[MATÉRIEL DE L'EXERCICE]:
>>>

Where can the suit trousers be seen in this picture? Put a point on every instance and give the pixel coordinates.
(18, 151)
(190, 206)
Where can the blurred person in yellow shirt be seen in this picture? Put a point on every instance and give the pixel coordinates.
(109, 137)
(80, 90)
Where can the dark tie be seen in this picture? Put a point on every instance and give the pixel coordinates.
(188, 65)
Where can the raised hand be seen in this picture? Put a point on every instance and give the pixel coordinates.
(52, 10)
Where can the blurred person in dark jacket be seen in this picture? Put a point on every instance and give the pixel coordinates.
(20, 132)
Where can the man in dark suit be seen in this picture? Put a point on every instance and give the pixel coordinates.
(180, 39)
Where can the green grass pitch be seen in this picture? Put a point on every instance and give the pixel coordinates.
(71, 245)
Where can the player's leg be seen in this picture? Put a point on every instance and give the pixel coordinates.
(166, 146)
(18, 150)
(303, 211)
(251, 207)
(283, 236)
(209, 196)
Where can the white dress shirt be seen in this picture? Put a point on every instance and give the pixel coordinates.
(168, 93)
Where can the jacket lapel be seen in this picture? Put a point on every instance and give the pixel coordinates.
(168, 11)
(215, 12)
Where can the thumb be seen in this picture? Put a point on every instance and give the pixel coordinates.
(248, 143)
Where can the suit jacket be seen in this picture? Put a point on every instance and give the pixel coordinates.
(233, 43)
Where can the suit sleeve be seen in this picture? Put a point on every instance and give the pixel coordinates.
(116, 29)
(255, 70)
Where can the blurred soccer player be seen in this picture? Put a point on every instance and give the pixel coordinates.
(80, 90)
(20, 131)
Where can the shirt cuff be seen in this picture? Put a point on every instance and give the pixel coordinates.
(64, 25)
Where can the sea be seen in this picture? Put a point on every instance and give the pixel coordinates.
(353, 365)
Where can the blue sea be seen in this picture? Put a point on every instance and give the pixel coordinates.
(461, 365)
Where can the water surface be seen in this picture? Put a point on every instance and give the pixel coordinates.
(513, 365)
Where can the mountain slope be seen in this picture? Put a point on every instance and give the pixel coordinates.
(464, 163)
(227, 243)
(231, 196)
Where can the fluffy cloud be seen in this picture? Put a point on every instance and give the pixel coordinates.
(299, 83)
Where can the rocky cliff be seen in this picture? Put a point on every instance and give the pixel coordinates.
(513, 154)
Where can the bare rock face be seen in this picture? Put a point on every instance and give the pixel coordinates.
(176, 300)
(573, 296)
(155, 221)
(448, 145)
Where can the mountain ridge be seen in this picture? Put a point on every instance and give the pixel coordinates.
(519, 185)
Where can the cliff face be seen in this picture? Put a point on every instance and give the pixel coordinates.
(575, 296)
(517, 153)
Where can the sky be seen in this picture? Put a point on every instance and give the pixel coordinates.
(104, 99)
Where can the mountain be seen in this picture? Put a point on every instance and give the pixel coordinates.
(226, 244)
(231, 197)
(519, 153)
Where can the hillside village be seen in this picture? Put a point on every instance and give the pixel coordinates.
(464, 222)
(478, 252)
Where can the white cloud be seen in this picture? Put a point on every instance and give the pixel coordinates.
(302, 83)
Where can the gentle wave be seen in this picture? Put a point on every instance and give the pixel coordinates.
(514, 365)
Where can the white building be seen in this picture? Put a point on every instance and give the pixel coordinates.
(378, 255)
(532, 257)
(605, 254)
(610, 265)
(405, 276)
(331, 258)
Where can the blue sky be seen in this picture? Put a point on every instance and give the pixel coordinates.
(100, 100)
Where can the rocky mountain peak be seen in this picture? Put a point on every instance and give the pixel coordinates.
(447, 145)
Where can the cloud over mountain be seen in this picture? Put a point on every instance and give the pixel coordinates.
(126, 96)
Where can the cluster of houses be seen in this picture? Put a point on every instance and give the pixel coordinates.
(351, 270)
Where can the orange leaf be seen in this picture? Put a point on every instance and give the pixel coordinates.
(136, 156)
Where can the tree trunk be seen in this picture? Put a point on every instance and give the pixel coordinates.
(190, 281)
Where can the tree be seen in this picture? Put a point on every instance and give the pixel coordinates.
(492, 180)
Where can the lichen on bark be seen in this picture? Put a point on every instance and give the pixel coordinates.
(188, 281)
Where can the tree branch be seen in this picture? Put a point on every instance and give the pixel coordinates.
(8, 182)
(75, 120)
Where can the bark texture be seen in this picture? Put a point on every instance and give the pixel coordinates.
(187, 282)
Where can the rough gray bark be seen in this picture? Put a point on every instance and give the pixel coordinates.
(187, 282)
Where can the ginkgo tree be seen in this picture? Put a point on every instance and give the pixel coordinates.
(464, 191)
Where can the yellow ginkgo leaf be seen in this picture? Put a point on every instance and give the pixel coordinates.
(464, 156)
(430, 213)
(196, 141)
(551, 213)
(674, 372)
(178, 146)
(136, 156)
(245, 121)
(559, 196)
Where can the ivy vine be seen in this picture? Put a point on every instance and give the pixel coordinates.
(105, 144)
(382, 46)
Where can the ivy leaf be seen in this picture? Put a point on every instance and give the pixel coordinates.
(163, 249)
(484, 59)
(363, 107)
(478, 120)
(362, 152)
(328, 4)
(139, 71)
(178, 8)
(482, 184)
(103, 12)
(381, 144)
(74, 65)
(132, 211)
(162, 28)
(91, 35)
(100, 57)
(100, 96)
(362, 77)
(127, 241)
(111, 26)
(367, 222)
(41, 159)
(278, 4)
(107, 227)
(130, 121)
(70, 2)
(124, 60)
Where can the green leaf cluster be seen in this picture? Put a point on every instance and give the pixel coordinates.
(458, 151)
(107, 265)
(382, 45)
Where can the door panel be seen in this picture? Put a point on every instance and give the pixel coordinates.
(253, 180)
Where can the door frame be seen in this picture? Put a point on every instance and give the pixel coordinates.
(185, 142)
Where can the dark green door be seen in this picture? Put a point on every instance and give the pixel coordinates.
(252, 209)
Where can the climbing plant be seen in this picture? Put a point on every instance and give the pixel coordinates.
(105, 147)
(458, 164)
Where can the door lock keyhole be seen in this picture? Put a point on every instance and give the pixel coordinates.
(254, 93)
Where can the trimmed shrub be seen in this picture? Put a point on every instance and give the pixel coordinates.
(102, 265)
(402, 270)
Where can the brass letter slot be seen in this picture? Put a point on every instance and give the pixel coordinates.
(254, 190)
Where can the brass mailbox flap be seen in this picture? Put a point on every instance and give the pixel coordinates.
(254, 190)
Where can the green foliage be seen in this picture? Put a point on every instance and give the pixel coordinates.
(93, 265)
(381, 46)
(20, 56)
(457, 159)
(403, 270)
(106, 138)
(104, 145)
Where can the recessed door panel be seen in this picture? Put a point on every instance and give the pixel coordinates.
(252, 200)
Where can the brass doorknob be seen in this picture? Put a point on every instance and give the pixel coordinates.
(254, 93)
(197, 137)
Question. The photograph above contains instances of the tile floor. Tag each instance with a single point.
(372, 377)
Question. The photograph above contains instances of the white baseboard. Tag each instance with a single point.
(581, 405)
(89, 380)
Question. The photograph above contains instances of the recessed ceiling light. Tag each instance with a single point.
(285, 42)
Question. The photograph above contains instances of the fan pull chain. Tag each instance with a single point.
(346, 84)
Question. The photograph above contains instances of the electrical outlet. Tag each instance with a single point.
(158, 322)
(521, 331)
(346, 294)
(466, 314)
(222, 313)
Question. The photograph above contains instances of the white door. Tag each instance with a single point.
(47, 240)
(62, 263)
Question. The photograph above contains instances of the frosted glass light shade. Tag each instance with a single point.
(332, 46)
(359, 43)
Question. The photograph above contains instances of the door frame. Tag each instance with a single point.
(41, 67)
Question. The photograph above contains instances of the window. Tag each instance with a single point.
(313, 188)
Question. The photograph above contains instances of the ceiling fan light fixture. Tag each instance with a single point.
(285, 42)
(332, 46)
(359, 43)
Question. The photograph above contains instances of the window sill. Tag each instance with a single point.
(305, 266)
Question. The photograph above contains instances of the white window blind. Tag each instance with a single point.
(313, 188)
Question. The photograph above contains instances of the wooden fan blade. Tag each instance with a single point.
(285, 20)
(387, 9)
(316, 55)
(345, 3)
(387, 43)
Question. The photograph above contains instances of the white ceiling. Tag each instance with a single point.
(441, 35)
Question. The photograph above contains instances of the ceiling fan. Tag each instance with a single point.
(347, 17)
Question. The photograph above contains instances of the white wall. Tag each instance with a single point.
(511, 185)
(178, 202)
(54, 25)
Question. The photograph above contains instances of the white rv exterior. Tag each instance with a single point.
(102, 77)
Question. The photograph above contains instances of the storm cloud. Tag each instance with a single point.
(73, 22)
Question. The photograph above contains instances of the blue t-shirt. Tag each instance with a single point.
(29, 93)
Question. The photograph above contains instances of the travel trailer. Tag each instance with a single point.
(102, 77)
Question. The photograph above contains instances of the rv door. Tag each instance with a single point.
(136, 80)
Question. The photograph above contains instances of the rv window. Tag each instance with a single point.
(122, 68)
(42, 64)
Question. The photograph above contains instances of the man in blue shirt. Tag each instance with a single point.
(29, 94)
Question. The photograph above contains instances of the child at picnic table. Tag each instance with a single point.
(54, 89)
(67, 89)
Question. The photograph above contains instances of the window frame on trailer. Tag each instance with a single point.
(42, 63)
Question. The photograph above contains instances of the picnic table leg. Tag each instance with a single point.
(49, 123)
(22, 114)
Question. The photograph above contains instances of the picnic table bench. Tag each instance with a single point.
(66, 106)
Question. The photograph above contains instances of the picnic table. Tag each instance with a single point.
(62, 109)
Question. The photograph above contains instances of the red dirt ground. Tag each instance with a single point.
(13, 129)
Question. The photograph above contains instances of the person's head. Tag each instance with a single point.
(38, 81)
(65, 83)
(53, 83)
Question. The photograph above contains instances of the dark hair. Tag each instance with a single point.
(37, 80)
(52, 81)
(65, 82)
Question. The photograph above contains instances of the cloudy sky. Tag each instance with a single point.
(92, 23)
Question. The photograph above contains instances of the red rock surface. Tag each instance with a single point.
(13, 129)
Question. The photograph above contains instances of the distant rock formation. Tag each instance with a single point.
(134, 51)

<<<

[CONSIGNE ÉCRITE]: Mettez en forme de CSV à deux colonnes, « texte » et « réponse », les lignes allant de celle qui contient « ground. Tag each instance with a single point. » jusqu'à la fin, toutes deux comprises. Prévoyez une rangée par texte avec sa réponse, chaque champ entre guillemets et les sauts de ligne remplacés par des espaces.

[RÉSULTAT ATTENDU]:
texte,réponse
"Question. The photograph above contains instances of the red dirt ground. Tag each instance with a single point.","(13, 129)"
"Question. The photograph above contains instances of the person's head. Tag each instance with a single point.","(38, 81) (65, 83) (53, 83)"
"Question. The photograph above contains instances of the dark hair. Tag each instance with a single point.","(37, 80) (52, 81) (65, 82)"
"Question. The photograph above contains instances of the cloudy sky. Tag each instance with a single point.","(92, 23)"
"Question. The photograph above contains instances of the red rock surface. Tag each instance with a single point.","(13, 129)"
"Question. The photograph above contains instances of the distant rock formation. Tag each instance with a single point.","(134, 51)"